:: Tasks to perform ::
a - In the F# sequence thread, at roughly what point does pad's solution hit a stack overflow?
b - Please reproduce the stretch of the F# sequence thread from "Other data structures" through "elements are deleted?".

Now, I am trying to write such a solution in F#, too. Unfortunately (I am not really familar to F#) I had no success so far.

My problem is, that when I use a sequence in F#, it seems not to be possible to remove an element (like it is done in the haskell solution).
Other data structures like arrays, list or set which allow to remove elements are not generating an infinite sequence, but operate on certain elements, only.

So my question: Is it possible in F# to generate an infinite sequence, where elements are deleted?

Some stuff I tried so far:

Infinite sequence of numbers:

let infinite =
    Seq.unfold( fun state -> Some( state, state + 1) ) 1

Hofstadter sequence - not working, because there is no del keyword and there are more syntax errors

let hofstadter =
    Seq.unfold( fun (r :: s :: ss) -> Some( r, r+s, del (r+s) ss)) infinite

I thought about using Seq.filter, but found no solution, either.

share|improve this question
    
To get the same perf profile in F# you'll have to write this completely different. LazyList will work, but comes with linear memory growth. –  Daniel Feb 15 '13 at 15:15

3 Answers 3

up vote 4 down vote accepted

pad's solution is nice but, likely due to the way LazyList is implemented, stack overflows somewhere between 3-4K numbers. For curiosity's sake I wrote a version built around a generator function (unit -> 'a) which is called repeatedly to get the next element (to work around the unwieldiness of IEnumerable). I was able to get the first 10K numbers (haven't tried beyond that).

let hofstadter() =

  let delete x f =
    let found = ref false
    let rec loop() =
      let y = f()
      if not !found && x = y
      then found := true; loop()
      else y
    loop

  let cons x f =
    let first = ref true
    fun () -> 
      if !first
      then first := false; x
      else f()

  let next =
    let i = ref 0
    fun () -> incr i; !i

  Seq.unfold (fun next -> 
    let r = next()
    let s = next()
    Some(r, (cons (r+s) (delete (r+s) next)))) next
share|improve this answer
    
Thanks a lot - I accepted your solution, because it seems like the way you should go as a F# developer. –  tanascius Feb 20 '13 at 12:22

I think you need more than a delete function on sequence. Your example requires pattern matching on inifinite collections, which sequence doesn't support.

The F# counterpart of Haskell list is LazyList from F# PowerPack. LazyList is also potentially infinite and it supports pattern matching, which helps you to implement delete easily.

:: Source material ::
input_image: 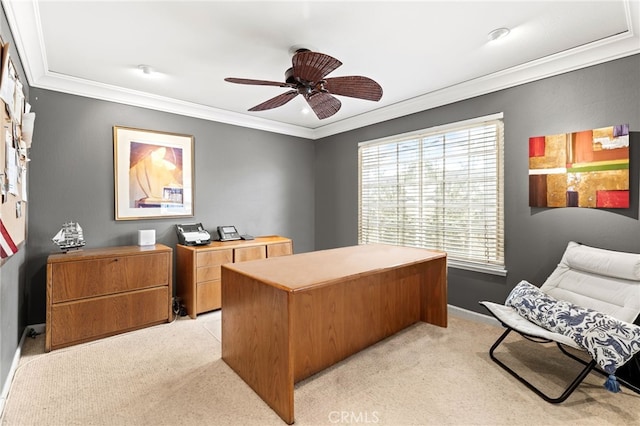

:: Correct answers ::
a - Somewhere between 3-4K numbers.

b -
Other data structures like arrays, list or set which allow to remove elements are not generating an infinite sequence, but operate on certain elements, only.

So my question: Is it possible in F# to generate an infinite sequence, where elements are deleted?